In the article below about the turnpike Open Meeting Act case, on which page of the January meeting agenda is "SP [Special Project]-65" found?

_Document extract_
——————
Richard Labarthe is one of the lawyers representing residents affected by the turnpike in the Open Meeting Act case, and he said the timing of the re-uploads matters.
“The real import is that they took [the archive agenda] down and then at a later point, after the lawsuit was on file, they re-uploaded it,” Labarthe said. “And this time around, they included all these additional pages.”
Labarthe said regardless of whether the content of the five-page agenda summaries differed from upload to re-upload, the confusion alone is enough to make his case.
“If one has to wade through 50 pages or 244 pages, as they’re now saying, that defeats the purpose of the Open Meeting Act — that you should be able to tell at a glance or with a relatively short read, what’s on tap? What are they going to be discussing? What are they going to be voting on?” Labarthe said. “Citizens shouldn’t have to wade through gobs and gobs of paper to try to discern the meaning of what in the world [the agency is] going to be doing.”
On the January meeting agenda, there is no mention by name of the ACCESS project, but rather “SP [Special Project]-65,” penned later in an addendum as “Long Range Turnpike Improvement and Expansion Program,” and found on page 36. That addendum includes a list of contracted services for Poe and Associates, the firm managing the program, but it does not list locations for the project.
On the February meeting agenda, the ACCESS project appears on votes to award design and right-of-way contracts for the project. In the related addendums to those voting items, found on pages 26, 28 and 29, a list of contracted services is included but does not list locations for the project.
——————
[Records from a collection]
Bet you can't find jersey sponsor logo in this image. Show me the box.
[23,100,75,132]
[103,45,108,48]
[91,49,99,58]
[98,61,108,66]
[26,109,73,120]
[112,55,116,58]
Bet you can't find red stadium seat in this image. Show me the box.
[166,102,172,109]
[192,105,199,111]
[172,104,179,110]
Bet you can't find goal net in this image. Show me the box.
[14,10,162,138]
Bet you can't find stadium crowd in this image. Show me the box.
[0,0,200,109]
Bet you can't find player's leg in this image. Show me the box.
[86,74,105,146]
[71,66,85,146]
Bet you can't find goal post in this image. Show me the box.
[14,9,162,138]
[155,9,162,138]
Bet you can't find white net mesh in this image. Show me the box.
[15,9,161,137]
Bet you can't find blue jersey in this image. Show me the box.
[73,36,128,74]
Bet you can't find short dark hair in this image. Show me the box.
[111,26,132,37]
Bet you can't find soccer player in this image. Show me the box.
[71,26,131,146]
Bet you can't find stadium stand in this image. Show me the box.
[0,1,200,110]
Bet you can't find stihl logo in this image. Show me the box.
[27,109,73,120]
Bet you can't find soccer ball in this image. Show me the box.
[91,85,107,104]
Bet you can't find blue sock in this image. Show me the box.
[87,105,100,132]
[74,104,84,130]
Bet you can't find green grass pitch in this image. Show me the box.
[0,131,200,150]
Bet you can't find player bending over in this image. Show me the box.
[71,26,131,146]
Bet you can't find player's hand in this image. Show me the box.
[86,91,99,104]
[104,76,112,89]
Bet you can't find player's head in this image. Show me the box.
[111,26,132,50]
——————
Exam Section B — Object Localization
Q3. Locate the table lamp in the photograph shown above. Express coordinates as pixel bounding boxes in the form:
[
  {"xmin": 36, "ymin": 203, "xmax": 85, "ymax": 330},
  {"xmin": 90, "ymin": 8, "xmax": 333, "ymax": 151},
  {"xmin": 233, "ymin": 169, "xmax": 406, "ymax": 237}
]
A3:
——————
_Correct response_
Page 36.